Given instruction — Reproduce the material in full, exactly as written.

Data to process —
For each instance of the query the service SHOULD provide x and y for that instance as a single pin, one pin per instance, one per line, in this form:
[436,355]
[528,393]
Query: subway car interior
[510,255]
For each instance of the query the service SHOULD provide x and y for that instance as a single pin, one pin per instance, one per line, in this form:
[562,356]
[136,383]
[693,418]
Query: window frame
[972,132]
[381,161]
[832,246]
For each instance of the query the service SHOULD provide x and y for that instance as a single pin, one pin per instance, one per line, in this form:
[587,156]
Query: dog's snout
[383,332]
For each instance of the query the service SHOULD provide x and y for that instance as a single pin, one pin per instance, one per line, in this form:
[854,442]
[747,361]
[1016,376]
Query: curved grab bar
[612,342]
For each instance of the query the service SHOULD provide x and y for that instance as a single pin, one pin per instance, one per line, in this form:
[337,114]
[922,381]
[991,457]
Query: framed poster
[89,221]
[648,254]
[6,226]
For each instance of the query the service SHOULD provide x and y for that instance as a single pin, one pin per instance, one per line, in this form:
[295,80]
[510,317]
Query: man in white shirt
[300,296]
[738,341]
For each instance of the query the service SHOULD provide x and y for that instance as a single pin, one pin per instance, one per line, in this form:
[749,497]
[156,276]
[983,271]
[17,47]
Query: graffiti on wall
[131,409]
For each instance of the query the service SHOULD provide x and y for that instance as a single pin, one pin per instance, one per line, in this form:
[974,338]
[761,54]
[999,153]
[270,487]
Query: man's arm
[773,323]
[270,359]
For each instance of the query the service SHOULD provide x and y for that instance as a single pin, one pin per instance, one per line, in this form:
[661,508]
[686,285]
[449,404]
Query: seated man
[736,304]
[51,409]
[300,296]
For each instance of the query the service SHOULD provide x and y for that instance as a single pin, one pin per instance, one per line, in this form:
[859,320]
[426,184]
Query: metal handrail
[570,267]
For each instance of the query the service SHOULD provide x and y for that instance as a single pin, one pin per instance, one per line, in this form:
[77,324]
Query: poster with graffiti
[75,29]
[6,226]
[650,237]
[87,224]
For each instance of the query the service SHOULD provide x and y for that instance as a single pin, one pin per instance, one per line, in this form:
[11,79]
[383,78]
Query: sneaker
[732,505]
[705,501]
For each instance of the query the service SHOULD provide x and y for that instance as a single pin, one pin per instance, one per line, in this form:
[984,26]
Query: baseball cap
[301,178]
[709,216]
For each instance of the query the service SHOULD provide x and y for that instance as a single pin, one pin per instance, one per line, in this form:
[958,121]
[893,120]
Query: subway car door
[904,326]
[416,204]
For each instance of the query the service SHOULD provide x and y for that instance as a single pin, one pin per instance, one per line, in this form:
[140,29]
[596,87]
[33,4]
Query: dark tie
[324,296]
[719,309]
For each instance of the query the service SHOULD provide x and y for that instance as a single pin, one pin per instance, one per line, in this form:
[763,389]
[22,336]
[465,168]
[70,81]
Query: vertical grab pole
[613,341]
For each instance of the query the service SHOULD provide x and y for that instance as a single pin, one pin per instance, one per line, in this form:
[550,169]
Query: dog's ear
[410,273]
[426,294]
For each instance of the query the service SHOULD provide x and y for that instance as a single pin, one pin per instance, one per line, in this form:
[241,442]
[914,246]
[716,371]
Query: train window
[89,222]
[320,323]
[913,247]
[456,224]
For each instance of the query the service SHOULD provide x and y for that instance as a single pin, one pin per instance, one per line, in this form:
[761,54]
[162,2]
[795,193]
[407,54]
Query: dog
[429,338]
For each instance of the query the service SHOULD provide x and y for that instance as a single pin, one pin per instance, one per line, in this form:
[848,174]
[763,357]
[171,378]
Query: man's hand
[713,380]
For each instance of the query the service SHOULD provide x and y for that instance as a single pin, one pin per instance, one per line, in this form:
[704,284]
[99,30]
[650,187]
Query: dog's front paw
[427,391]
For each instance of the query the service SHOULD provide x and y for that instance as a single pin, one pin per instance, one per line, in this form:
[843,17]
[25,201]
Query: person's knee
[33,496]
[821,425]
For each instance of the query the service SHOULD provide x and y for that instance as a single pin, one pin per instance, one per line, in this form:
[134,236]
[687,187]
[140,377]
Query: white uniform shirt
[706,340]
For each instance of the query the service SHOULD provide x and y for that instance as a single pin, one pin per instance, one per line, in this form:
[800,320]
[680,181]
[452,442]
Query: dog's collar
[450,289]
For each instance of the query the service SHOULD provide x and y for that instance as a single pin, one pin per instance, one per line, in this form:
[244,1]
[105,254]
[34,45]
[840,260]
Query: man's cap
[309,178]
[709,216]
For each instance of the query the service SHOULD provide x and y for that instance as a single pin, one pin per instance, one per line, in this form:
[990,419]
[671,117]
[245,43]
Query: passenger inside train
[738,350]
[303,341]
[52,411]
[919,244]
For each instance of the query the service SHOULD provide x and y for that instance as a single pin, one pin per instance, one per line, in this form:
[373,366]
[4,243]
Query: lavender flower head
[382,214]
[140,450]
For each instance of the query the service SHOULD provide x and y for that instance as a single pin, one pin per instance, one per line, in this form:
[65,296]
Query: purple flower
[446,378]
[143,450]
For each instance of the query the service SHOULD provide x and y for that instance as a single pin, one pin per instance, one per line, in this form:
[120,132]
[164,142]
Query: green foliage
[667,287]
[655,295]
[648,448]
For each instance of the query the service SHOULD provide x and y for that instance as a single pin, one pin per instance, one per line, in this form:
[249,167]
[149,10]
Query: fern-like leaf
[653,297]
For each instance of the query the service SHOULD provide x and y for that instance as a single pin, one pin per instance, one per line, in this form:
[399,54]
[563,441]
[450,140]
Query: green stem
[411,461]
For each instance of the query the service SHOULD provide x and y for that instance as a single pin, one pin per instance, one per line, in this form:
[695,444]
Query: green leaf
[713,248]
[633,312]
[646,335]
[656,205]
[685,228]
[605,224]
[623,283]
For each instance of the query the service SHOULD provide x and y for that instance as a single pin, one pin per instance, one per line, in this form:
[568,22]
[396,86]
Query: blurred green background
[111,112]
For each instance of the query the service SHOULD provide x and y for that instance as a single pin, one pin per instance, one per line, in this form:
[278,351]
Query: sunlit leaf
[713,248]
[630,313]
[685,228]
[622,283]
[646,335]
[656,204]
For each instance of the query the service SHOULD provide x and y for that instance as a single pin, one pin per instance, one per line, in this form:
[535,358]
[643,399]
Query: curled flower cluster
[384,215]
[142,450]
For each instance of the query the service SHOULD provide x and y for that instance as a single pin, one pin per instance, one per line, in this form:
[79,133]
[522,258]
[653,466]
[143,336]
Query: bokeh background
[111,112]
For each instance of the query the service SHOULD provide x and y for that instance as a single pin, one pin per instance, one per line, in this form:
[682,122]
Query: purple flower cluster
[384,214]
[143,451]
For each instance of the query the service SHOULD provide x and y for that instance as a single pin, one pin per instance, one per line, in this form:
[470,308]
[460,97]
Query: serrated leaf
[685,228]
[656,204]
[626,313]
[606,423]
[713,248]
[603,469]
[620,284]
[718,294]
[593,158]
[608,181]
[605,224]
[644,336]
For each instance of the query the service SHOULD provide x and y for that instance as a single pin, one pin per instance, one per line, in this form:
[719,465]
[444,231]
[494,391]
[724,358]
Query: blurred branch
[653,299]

Correct response —
For each instance of the query the service SHOULD provide x and y for that instance as a single pin, one pin per instance, one per line, in this form:
[436,355]
[528,393]
Query: subway car interior
[510,255]
For each instance of the query the service SHOULD provide x and y for that instance as a single pin, one pin per instance, one per line, in this form:
[562,356]
[136,383]
[693,418]
Query: window frame
[972,132]
[381,161]
[832,246]
For each instance of the query the service SHOULD provide x and y for that instance as a single pin, one pin per instance, one per line, in this form:
[587,156]
Query: dog's snout
[383,332]
For each instance of the query the service SHOULD provide x and y for that instance as a single pin, one pin per instance, one per line, in this form:
[854,442]
[747,361]
[1016,376]
Query: curved grab bar
[612,342]
For each instance of the query the service SHOULD provide x and y for that instance as a single pin, one pin per instance, one per line, in this form:
[337,114]
[922,381]
[991,457]
Query: framed poster
[89,221]
[648,254]
[6,226]
For each instance of the query the service SHOULD provide x and y for that instance as a single pin, one pin per instance, one per line, in this form:
[295,80]
[510,317]
Query: man in white shirt
[300,296]
[738,341]
For each instance of the query the service SHOULD provide x and y for that instance as a single pin, one pin per instance, one per line, in this form:
[749,497]
[156,276]
[983,271]
[17,47]
Query: graffiti on wall
[131,409]
For each instance of the query the service SHOULD provide x and y for that instance as a single pin, one pin per instance, one per line, in this form:
[974,338]
[761,54]
[999,153]
[270,487]
Query: man's arm
[773,323]
[270,359]
For each instance of the query the service SHOULD provide x and y for that instance as a single pin, one pin per instance, one per line, in this form:
[661,508]
[686,285]
[449,404]
Query: seated man
[736,304]
[51,409]
[300,296]
For each instance of the query the service SHOULD provide x and y for that instance as a single pin, one pin per instance, one per line, in this form:
[859,320]
[426,184]
Query: metal handrail
[570,267]
For each instance of the query the service SHOULD provide x and y for that instance as a single pin, one pin per instance, one per line, in this form:
[77,324]
Query: poster with graffiti
[75,29]
[6,226]
[650,237]
[87,224]
For each instance of the query the service SHOULD provide x and y for that instance as a single pin, one pin per instance, one per line, in this form:
[11,79]
[383,78]
Query: sneaker
[732,505]
[705,501]
For each instance of the query the service SHOULD provide x and y for that instance as a single pin, one pin per instance, one per line, in this form:
[984,26]
Query: baseball cap
[301,178]
[709,216]
For each instance of the query the service SHOULD provide x and y for that instance as a single pin, one pin per instance, one per line, in this form:
[958,121]
[893,120]
Query: subway car door
[904,326]
[416,204]
For each instance of the query the service SHOULD provide x and y for that instance as a single pin, one pin per instance, one per line, in this form:
[140,29]
[596,87]
[33,4]
Query: dark tie
[324,296]
[719,309]
For each instance of the query the service SHOULD provide x and y for that instance as a single pin, one pin per instance, one per line, in this form:
[763,389]
[22,336]
[465,168]
[70,81]
Query: vertical grab pole
[613,341]
For each instance of the query the service SHOULD provide x and y for that instance as a single pin, one pin per instance, one per line, in this form:
[550,169]
Query: dog's ear
[410,273]
[426,294]
For each instance of the query the service SHOULD provide x and y for that instance as a single pin, one pin per instance, one per line, in this form:
[241,442]
[914,246]
[716,371]
Query: train window
[89,222]
[320,323]
[913,247]
[456,224]
For each instance of the query the service SHOULD provide x and y for that instance as a single pin, one pin per instance, one per line, in this form:
[761,54]
[162,2]
[795,193]
[407,54]
Query: dog
[429,338]
For each instance of the query the service SHOULD provide x and y for that instance as a single pin, one pin per instance, one per line, in this form:
[848,174]
[763,357]
[171,378]
Query: man's hand
[713,380]
For each instance of the query the service SHOULD provide x and y for that instance as a single pin, one pin per instance, one per line, in this form:
[704,284]
[99,30]
[650,187]
Query: dog's front paw
[427,391]
For each instance of the query the service SHOULD provide x and y for that instance as a single pin, one pin per instance, one per line, in this form:
[843,17]
[25,201]
Query: person's knee
[33,496]
[821,425]
For each instance of the query the service SHOULD provide x and y for that instance as a single pin, one pin per instance, one per line, in this form:
[134,236]
[687,187]
[140,377]
Query: white uniform shirt
[706,340]
For each instance of the query the service SHOULD provide x and y for that instance as a single pin, one pin per instance, one per line, in this form:
[800,320]
[680,181]
[452,442]
Query: dog's collar
[450,289]
For each instance of the query the service SHOULD provide x and y for that instance as a single pin, one pin per instance, one per line, in this form:
[244,1]
[105,254]
[34,45]
[840,260]
Query: man's cap
[309,178]
[709,216]
For each instance of the query the service SHOULD provide x and y for that instance as a single pin, one pin per instance, one per line, in this form:
[990,419]
[671,117]
[245,43]
Query: passenger inside train
[738,350]
[303,341]
[52,411]
[919,244]
For each instance of the query the service SHOULD provide x and y for that instance as a single pin, one pin per instance, one per line, in this form:
[373,366]
[4,243]
Query: lavender flower head
[382,214]
[140,450]
For each instance of the query the service SHOULD provide x and y for that instance as a single pin, one pin per instance, one per line, in this form:
[65,296]
Query: purple flower
[446,378]
[143,450]
For each instance of the query the service SHOULD provide x and y for that instance as a single pin, one pin per instance, one per line, in this form:
[120,132]
[164,142]
Query: green foliage
[667,287]
[655,295]
[648,448]
For each instance of the query the service SHOULD provide x and y for that instance as a single pin, one pin per instance, one per line, in this form:
[249,167]
[149,10]
Query: fern-like leaf
[653,297]
For each instance of the query the service SHOULD provide x and y for that instance as a single pin, one pin per instance, one per line, in this form:
[399,54]
[563,441]
[450,140]
Query: green stem
[411,461]
For each instance of the query the service SHOULD provide x and y for that instance as a single pin, one pin per instance, one per line, in this form:
[695,444]
Query: green leaf
[713,248]
[633,312]
[646,335]
[656,205]
[685,228]
[605,224]
[623,283]
For each instance of the query the service SHOULD provide x and y for that instance as a single pin, one pin per instance, one per line, in this form:
[568,22]
[396,86]
Query: blurred green background
[111,112]
For each instance of the query the service SHOULD provide x and y for that instance as a single pin, one pin per instance, one per line, in this form:
[278,351]
Query: sunlit leaf
[713,248]
[630,313]
[685,228]
[622,283]
[646,335]
[656,204]
For each instance of the query the service SHOULD provide x and y for that instance as a single pin, one pin per instance, one per line, in this form:
[535,358]
[643,399]
Query: curled flower cluster
[384,215]
[142,450]
For each instance of the query the service SHOULD provide x and y for that instance as a single pin, one pin per instance, one per line, in this form:
[79,133]
[522,258]
[653,466]
[143,336]
Query: bokeh background
[111,112]
For each instance of the query the service SHOULD provide x and y for that instance as a single pin, one pin per instance, one per line, in this form:
[682,122]
Query: purple flower cluster
[384,214]
[143,451]
For each instance of the query the service SHOULD provide x and y for that instance as a single pin, one pin per instance, one per line, in this form:
[470,308]
[460,97]
Query: serrated leaf
[685,228]
[656,204]
[626,313]
[606,423]
[713,248]
[603,469]
[620,284]
[718,294]
[593,158]
[608,181]
[605,224]
[644,336]
For each instance of the query the service SHOULD provide x and y for that instance as a single pin, one pin per instance, one per line, in this form:
[719,465]
[444,231]
[494,391]
[724,358]
Query: blurred branch
[653,299]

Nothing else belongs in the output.